Start of Task input

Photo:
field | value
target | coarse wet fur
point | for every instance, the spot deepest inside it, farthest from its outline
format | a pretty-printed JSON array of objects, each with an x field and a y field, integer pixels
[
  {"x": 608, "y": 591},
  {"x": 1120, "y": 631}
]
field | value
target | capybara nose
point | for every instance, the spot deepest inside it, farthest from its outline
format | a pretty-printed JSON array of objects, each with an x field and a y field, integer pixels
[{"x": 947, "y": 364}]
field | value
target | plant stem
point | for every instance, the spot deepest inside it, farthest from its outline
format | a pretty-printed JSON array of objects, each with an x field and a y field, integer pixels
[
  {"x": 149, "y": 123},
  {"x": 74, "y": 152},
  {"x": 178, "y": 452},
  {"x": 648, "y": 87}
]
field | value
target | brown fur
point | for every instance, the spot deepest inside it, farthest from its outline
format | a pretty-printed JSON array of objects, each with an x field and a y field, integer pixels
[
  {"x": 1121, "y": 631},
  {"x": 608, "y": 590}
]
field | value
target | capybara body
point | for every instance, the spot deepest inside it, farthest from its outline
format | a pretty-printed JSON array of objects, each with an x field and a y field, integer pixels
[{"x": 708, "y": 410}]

End of Task input
Start of Task input

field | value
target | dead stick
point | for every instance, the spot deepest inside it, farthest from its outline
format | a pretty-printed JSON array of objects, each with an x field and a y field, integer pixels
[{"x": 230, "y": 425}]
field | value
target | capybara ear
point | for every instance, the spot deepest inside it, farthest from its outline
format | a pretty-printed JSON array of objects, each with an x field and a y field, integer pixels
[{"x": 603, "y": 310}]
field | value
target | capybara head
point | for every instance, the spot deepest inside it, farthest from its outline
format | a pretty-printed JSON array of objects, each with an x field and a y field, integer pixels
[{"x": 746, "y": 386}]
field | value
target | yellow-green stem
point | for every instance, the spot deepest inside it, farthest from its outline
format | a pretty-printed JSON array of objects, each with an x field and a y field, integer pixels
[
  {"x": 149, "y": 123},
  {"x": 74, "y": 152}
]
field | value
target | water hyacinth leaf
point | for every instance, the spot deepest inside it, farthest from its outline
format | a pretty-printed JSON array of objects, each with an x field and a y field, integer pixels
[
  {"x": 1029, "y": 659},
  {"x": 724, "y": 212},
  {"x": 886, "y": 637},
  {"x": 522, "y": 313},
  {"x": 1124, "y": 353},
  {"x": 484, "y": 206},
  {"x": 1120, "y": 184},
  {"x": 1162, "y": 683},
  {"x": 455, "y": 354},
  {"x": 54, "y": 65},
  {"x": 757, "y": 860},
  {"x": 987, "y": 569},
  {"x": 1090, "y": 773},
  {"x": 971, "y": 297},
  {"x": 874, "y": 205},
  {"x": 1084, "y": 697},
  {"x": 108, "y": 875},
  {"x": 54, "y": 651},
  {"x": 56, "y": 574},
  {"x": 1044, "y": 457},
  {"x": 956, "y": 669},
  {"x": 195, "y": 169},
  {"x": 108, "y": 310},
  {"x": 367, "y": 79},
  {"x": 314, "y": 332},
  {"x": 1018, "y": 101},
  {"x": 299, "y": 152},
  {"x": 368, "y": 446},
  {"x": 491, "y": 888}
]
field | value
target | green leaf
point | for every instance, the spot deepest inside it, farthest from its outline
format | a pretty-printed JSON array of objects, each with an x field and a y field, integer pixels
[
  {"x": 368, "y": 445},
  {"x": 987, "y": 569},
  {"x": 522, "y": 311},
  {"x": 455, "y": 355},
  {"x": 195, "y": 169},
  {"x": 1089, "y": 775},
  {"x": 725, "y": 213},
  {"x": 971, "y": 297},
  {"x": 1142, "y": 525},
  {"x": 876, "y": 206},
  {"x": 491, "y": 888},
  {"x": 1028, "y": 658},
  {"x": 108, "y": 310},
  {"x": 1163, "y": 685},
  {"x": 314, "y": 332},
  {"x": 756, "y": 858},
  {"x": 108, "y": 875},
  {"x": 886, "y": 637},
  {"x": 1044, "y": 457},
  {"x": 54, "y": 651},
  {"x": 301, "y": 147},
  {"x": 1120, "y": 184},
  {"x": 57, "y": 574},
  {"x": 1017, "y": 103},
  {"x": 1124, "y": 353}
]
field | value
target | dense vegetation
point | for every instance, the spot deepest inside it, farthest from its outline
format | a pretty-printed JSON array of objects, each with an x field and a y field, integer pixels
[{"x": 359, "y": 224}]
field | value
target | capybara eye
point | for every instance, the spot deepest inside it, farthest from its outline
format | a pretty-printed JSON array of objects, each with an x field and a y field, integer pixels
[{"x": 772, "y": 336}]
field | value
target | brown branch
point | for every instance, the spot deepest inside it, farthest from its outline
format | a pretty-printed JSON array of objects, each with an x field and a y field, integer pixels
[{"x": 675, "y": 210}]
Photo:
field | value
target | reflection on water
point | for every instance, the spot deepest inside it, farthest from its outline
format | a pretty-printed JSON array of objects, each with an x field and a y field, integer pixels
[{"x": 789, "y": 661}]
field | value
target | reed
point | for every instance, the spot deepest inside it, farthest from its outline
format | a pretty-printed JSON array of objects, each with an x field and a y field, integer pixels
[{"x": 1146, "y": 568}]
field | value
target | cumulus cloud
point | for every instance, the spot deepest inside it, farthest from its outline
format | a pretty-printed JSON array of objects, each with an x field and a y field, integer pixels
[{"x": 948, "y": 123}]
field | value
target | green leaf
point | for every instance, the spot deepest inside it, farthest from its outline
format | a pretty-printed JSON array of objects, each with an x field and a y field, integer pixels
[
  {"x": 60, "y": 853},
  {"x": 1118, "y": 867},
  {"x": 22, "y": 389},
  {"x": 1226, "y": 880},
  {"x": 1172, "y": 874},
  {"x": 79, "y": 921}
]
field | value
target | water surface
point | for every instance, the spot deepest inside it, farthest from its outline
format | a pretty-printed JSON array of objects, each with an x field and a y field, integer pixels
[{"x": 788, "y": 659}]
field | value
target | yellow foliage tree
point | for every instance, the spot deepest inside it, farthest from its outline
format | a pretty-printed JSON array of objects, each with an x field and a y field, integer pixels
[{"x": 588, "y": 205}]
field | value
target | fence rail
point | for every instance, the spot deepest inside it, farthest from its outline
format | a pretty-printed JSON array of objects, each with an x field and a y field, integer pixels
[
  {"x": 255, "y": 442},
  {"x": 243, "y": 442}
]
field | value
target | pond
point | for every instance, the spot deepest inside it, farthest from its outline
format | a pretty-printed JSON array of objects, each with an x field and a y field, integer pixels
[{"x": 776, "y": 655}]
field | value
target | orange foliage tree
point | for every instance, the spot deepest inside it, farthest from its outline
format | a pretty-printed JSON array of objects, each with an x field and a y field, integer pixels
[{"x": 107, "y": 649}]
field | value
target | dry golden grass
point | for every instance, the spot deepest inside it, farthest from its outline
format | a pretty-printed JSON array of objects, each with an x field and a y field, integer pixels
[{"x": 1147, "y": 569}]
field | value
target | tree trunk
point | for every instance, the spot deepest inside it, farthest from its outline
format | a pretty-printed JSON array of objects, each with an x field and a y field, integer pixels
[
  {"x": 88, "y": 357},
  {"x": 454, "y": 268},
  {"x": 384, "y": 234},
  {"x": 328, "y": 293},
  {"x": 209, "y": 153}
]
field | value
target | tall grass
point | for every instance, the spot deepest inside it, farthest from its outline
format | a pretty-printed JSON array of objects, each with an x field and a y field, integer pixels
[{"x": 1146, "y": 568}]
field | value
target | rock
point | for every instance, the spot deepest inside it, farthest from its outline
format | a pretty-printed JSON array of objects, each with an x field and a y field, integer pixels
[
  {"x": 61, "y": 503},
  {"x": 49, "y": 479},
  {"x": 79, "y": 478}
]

End of Task input

Please find every line in the records above that holds the word "tree" and copy it.

target | yellow foliage tree
target | orange foliage tree
target | tree trunk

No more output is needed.